On Mon, 14 Oct 2019 12:49:52 +0200
Lorenzo Bianconi <lore...@kernel.org> wrote:

> Add basic XDP support to mvneta driver for devices that rely on software
> buffer management. Currently supported verdicts are:
> - XDP_DROP
> - XDP_PASS
> - XDP_REDIRECT
> - XDP_ABORTED
> 
> - iptables drop:
> $iptables -t raw -I PREROUTING -p udp --dport 9 -j DROP
> $nstat -n && sleep 1 && nstat
> IpInReceives          151169          0.0
> IpExtInOctets         6953544         0.0
> IpExtInNoECTPkts      151165          0.0
> 
> - XDP_DROP via xdp1
> $./samples/bpf/xdp1 3
> proto 0:      421419 pkt/s
> proto 0:      421444 pkt/s
> proto 0:      421393 pkt/s
> proto 0:      421440 pkt/s
> proto 0:      421184 pkt/s
> 
> Tested-by: Matteo Croce <mcr...@redhat.com>
> Signed-off-by: Lorenzo Bianconi <lore...@kernel.org>
> ---
>  drivers/net/ethernet/marvell/mvneta.c | 147 ++++++++++++++++++++++++--
>  1 file changed, 138 insertions(+), 9 deletions(-)

> _Material for this exercise_
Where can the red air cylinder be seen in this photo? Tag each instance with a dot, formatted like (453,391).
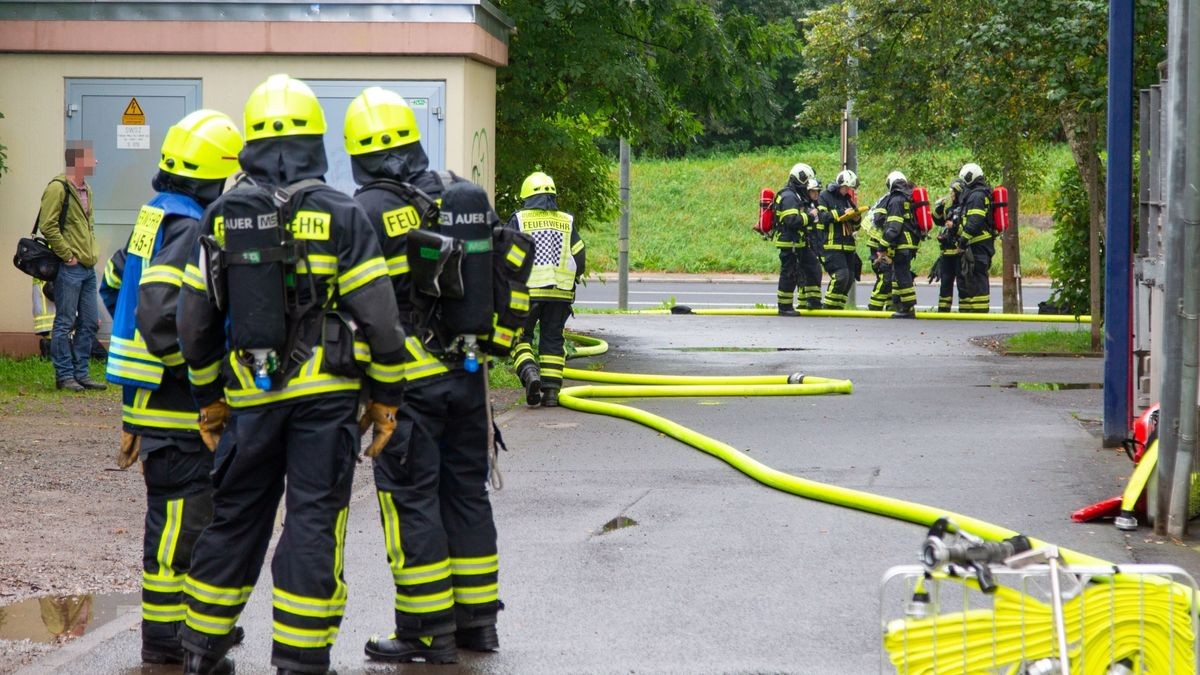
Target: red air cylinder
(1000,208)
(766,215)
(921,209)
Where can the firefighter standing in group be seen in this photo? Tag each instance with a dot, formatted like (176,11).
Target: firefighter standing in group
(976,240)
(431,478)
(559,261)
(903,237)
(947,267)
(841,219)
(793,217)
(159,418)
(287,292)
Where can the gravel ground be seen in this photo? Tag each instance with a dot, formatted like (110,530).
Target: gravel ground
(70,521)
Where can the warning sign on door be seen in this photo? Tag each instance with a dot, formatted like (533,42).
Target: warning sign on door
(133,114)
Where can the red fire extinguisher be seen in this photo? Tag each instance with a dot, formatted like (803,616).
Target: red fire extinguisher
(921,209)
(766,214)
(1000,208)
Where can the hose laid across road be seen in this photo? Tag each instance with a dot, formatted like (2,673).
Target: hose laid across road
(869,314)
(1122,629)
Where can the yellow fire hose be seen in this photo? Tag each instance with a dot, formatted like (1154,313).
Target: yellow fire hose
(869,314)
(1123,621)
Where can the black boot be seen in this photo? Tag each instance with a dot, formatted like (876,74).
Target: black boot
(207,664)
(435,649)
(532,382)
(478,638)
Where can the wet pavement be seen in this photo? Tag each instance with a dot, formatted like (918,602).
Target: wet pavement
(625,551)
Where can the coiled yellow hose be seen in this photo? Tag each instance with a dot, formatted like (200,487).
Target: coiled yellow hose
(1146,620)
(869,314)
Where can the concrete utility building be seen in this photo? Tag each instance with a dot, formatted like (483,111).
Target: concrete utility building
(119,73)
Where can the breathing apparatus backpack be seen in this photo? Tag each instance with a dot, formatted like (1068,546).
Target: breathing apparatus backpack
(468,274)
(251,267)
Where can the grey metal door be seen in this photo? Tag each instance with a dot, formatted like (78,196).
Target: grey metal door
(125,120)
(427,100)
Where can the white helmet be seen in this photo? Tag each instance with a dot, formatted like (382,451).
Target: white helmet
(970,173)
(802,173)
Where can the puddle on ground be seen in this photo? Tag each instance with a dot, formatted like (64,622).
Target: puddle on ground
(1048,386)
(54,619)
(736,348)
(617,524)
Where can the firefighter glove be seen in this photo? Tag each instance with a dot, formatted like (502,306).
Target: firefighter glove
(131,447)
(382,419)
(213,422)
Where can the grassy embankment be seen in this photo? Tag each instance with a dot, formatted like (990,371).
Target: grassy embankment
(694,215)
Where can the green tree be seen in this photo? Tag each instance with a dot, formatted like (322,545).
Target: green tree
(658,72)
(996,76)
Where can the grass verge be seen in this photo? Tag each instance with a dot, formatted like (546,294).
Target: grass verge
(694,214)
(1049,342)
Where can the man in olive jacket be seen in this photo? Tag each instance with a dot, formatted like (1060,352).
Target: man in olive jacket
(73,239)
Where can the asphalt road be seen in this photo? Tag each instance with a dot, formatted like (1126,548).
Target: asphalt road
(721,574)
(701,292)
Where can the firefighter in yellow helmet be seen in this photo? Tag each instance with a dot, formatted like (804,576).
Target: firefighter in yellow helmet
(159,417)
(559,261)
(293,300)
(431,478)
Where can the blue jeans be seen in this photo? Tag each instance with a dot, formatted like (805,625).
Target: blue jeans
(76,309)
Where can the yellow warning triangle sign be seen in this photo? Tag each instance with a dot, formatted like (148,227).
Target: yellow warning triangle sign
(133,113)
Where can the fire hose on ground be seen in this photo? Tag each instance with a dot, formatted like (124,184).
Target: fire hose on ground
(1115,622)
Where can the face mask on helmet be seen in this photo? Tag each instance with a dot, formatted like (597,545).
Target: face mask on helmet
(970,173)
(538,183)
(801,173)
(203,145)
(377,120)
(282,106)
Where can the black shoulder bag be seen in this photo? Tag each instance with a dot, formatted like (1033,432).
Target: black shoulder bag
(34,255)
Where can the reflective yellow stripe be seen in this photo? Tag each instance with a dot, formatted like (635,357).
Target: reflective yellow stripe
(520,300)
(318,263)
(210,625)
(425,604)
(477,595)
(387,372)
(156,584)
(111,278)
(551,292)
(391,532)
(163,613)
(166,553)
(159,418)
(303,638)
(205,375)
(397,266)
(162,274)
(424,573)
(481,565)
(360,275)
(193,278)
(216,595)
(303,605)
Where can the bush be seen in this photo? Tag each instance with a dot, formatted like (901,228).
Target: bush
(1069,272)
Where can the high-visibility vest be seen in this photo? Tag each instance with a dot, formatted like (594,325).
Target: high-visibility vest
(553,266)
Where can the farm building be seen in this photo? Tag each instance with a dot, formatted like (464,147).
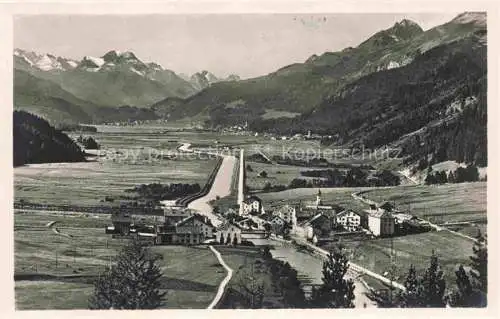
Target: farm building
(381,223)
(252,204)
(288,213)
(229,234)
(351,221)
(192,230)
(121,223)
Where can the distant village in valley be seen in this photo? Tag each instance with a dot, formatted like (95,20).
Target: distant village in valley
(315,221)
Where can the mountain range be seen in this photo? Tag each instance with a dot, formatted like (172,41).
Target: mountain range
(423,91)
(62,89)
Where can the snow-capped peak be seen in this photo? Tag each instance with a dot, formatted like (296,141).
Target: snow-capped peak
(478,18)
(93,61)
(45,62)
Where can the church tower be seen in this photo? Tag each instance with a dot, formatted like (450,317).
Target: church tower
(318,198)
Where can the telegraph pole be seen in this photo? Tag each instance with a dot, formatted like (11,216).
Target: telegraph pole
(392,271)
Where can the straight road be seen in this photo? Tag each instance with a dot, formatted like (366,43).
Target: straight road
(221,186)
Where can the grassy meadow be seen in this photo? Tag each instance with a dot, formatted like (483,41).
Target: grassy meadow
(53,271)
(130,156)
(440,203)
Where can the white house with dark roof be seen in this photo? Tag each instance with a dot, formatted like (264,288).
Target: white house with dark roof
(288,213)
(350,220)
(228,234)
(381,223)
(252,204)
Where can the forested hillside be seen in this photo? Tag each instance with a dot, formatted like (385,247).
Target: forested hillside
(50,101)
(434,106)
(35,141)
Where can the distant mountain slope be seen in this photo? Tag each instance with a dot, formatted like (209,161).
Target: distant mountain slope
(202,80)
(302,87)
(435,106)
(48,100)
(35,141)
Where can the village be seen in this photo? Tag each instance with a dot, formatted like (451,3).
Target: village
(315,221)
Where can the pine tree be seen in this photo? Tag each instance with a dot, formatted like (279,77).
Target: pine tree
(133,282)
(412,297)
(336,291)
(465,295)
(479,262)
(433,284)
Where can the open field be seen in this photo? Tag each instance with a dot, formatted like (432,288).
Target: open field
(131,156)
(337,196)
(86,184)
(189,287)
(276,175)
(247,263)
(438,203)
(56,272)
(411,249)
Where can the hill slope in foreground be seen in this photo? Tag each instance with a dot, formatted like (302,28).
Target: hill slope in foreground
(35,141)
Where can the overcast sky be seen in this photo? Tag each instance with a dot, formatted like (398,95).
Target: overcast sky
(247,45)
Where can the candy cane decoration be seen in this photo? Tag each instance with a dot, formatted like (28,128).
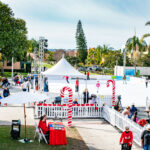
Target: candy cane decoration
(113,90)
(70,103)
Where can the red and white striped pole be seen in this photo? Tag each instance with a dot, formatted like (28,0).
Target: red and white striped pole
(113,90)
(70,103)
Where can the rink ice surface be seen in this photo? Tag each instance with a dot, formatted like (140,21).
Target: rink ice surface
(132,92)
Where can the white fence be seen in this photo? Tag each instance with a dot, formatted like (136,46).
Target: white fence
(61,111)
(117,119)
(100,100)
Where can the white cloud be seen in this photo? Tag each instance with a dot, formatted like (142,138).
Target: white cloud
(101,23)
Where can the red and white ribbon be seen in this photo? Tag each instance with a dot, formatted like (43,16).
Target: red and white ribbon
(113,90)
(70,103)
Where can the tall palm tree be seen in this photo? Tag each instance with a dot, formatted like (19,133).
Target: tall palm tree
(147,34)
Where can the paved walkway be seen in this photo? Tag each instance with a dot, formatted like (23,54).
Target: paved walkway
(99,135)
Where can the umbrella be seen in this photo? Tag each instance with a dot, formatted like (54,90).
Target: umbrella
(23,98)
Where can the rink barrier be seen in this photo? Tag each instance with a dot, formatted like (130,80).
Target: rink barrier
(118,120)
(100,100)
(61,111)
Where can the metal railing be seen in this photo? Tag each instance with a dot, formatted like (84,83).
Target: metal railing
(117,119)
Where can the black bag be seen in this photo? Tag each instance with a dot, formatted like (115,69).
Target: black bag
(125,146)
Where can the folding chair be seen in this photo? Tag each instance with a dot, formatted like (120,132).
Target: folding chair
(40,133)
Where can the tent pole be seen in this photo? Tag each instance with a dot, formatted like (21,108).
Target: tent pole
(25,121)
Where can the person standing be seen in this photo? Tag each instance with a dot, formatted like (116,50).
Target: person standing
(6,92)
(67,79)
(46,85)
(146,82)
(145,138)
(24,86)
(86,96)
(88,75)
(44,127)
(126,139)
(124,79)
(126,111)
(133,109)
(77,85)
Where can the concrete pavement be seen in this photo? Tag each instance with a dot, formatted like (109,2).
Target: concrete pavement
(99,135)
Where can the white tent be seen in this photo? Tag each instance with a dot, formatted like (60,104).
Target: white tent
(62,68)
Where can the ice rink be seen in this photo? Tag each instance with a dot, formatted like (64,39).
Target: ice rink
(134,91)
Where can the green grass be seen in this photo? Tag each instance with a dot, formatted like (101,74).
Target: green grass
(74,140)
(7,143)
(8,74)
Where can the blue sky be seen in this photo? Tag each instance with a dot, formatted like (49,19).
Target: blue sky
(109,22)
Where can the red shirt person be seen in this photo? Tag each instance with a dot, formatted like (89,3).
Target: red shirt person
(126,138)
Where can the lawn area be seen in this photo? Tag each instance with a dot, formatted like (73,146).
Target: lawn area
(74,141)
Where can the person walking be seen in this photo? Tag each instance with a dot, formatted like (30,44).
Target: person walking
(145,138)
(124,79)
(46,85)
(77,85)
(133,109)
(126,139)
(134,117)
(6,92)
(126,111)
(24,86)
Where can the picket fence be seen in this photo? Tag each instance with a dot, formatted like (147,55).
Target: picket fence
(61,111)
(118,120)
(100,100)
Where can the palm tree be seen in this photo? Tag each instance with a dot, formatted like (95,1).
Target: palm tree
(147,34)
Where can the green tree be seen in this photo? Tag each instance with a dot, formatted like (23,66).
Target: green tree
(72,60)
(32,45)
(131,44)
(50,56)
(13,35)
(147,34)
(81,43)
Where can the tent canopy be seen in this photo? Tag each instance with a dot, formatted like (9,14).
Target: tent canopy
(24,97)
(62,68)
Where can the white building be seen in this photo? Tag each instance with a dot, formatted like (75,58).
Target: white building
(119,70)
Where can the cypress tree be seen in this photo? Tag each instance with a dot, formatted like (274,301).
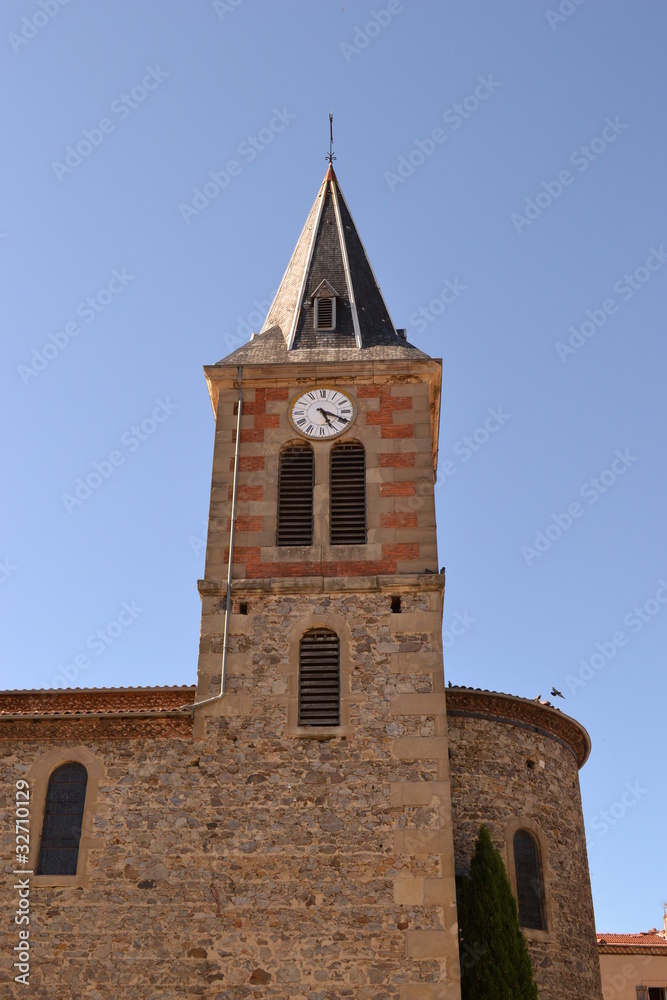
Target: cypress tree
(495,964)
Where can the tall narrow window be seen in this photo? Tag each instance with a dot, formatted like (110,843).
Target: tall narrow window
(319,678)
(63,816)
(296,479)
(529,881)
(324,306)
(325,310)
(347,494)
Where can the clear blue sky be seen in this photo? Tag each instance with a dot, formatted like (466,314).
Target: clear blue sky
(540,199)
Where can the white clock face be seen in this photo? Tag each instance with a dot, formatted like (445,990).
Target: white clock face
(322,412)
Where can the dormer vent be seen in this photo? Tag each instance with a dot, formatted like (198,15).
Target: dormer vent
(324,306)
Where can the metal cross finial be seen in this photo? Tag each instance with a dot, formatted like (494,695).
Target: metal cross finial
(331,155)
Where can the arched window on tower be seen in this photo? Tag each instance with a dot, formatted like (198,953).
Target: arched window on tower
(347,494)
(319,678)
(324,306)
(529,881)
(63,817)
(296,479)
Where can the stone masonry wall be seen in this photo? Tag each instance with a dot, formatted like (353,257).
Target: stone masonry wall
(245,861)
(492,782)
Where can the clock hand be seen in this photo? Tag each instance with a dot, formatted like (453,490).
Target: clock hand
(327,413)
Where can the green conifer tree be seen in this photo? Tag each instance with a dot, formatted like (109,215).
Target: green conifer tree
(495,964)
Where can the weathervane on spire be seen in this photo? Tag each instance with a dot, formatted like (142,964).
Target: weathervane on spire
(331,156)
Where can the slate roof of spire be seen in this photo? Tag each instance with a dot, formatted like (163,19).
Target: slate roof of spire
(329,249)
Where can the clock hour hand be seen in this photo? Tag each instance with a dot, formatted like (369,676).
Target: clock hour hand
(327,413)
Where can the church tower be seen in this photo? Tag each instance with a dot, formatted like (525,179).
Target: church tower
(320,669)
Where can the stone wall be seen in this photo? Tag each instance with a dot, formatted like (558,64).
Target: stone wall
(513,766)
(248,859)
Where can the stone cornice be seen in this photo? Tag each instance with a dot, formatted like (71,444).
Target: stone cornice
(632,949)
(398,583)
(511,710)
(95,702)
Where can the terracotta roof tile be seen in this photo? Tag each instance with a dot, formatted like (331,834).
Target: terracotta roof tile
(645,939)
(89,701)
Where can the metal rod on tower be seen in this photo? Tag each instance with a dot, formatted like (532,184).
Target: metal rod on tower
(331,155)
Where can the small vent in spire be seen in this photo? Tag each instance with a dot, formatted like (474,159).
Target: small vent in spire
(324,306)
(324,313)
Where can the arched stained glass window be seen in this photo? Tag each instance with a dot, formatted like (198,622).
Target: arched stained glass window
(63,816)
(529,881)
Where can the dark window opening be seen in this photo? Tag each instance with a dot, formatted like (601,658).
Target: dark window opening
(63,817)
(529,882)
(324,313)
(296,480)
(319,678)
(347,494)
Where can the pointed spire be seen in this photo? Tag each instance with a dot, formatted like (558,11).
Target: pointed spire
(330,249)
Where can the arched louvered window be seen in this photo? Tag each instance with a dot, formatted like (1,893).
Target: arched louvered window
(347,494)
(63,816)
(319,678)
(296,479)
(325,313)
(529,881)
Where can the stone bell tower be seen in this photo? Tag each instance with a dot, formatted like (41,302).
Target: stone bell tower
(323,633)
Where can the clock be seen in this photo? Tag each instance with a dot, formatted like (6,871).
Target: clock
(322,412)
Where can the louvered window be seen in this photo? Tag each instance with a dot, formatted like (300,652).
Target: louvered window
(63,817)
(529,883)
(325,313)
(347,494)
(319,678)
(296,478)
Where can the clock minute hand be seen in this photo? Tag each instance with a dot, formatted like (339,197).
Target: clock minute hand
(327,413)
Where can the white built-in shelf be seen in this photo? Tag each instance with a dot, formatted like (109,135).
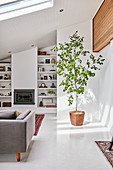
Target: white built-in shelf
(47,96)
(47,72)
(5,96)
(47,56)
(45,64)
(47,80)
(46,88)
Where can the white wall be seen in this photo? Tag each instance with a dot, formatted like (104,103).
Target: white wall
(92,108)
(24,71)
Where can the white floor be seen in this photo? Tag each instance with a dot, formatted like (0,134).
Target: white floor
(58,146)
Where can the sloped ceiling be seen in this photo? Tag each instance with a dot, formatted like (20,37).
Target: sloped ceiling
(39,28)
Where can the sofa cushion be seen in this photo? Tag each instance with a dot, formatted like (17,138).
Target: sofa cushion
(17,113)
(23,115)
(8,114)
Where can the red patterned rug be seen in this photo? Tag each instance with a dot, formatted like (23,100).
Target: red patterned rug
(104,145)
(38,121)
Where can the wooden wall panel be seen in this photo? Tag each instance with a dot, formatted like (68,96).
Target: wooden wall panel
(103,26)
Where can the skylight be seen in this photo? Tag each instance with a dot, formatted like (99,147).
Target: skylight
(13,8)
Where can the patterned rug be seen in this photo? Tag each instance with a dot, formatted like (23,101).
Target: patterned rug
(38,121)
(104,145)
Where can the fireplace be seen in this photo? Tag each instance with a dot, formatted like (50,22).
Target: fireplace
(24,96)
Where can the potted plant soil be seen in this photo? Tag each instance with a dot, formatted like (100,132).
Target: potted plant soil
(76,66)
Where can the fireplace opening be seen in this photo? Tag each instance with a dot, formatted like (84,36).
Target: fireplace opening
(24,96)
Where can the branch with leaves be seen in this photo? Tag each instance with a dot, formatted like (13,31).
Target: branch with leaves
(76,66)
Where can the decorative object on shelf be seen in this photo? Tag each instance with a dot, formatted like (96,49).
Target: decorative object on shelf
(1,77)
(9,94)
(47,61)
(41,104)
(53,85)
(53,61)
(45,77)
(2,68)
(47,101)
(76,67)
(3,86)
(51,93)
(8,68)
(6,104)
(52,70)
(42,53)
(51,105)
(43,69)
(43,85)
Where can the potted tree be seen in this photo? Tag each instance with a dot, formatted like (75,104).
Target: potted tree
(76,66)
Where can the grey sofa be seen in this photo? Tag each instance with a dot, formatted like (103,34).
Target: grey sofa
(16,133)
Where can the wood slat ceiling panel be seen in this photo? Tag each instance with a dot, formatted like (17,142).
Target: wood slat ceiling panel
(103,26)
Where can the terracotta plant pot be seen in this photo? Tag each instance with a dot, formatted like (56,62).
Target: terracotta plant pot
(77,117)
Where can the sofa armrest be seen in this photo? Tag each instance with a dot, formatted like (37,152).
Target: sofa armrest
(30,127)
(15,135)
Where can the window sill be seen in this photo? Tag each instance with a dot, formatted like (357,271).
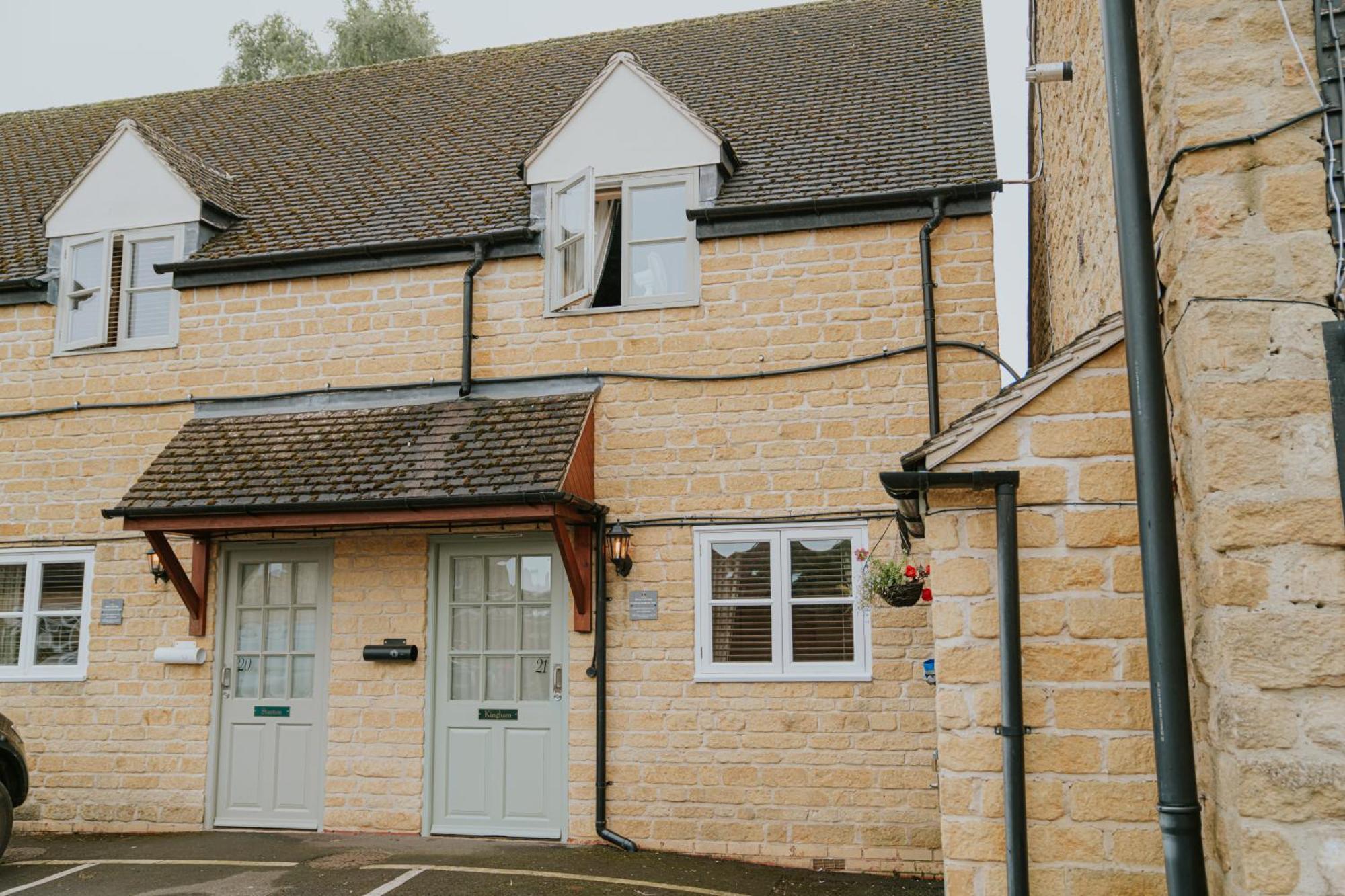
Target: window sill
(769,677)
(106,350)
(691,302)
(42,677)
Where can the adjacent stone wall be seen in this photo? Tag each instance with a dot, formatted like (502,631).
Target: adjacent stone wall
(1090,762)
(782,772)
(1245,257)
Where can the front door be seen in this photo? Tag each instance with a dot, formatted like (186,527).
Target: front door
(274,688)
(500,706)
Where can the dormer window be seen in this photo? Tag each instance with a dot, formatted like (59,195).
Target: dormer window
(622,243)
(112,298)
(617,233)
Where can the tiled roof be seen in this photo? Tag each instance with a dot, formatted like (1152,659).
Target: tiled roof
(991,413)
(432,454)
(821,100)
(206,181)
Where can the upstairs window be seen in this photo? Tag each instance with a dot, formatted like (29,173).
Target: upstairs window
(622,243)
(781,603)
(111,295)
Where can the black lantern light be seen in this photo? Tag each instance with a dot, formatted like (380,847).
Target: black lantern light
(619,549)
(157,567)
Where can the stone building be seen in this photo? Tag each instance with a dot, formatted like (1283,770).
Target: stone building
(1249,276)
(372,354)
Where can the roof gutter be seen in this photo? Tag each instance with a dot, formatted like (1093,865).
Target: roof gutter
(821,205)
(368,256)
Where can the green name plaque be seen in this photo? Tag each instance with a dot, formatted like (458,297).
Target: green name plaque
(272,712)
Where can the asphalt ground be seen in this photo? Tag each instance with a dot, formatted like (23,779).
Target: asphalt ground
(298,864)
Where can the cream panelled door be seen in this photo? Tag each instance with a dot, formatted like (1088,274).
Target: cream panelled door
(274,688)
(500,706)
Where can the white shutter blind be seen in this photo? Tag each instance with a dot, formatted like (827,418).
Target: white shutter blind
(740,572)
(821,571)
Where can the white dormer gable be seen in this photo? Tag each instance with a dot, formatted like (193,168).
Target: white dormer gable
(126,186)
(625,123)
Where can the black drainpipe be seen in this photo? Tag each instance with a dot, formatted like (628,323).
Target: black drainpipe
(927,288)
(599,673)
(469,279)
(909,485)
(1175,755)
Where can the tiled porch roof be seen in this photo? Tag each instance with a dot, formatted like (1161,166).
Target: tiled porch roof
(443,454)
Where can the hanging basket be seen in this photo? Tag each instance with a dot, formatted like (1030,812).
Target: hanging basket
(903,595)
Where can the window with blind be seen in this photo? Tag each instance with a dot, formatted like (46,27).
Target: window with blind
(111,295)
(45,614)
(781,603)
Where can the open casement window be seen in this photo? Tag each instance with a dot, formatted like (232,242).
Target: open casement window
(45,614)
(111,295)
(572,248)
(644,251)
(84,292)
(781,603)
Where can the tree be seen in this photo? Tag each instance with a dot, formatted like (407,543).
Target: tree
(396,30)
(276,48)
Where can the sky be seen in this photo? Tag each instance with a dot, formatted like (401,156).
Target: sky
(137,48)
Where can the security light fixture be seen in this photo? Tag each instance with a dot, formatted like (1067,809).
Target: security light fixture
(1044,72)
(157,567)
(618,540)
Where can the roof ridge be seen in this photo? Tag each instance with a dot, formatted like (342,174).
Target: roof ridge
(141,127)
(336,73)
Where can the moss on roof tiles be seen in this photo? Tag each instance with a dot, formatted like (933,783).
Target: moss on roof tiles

> _Work to do_
(a) How many lines of the records contain the string "person"? Tally them and give only the number.
(b) Resume the email about adding XDP support to the mvneta driver, starting right after its last line.

> _Answers to the exercise_
(a) 6

(b)
> 
> diff --git a/drivers/net/ethernet/marvell/mvneta.c 
> b/drivers/net/ethernet/marvell/mvneta.c
> index 1722dffe265d..b47a44cf9610 100644
> --- a/drivers/net/ethernet/marvell/mvneta.c
> +++ b/drivers/net/ethernet/marvell/mvneta.c
> @@ -38,6 +38,7 @@
>  #include <net/ipv6.h>
>  #include <net/tso.h>
>  #include <net/page_pool.h>
> +#include <linux/bpf_trace.h>
>  
>  /* Registers */
>  #define MVNETA_RXQ_CONFIG_REG(q)                (0x1400 + ((q) << 2))
> @@ -323,8 +324,10 @@
>             ETH_HLEN + ETH_FCS_LEN,                        \
>             cache_line_size())
>  
> +#define MVNETA_SKB_HEADROOM  (max(XDP_PACKET_HEADROOM, NET_SKB_PAD) + \
> +                              NET_IP_ALIGN)
>  #define MVNETA_SKB_PAD       (SKB_DATA_ALIGN(sizeof(struct skb_shared_info) 
> + \
> -                      NET_SKB_PAD))
> +                      MVNETA_SKB_HEADROOM))
>  #define MVNETA_SKB_SIZE(len) (SKB_DATA_ALIGN(len) + MVNETA_SKB_PAD)
>  #define MVNETA_MAX_RX_BUF_SIZE       (PAGE_SIZE - MVNETA_SKB_PAD)
>  
> @@ -352,6 +355,11 @@ struct mvneta_statistic {
>  #define T_REG_64     64
>  #define T_SW         1
>  
> +#define MVNETA_XDP_PASS              BIT(0)
> +#define MVNETA_XDP_CONSUMED  BIT(1)

I find it confusing that you call it "consumed" (MVNETA_XDP_CONSUMED),
because if I follow the code these are all drop-cases that are due to
errors.

Can we call it MVNETA_XDP_DROPPED?

I also checked, your XDP_TX patch[8/8], that all the return paths for
MVNETA_XDP_CONSUMED also leads to drop of the xdp_buff.


> +#define MVNETA_XDP_TX                BIT(2)
> +#define MVNETA_XDP_REDIR     BIT(3)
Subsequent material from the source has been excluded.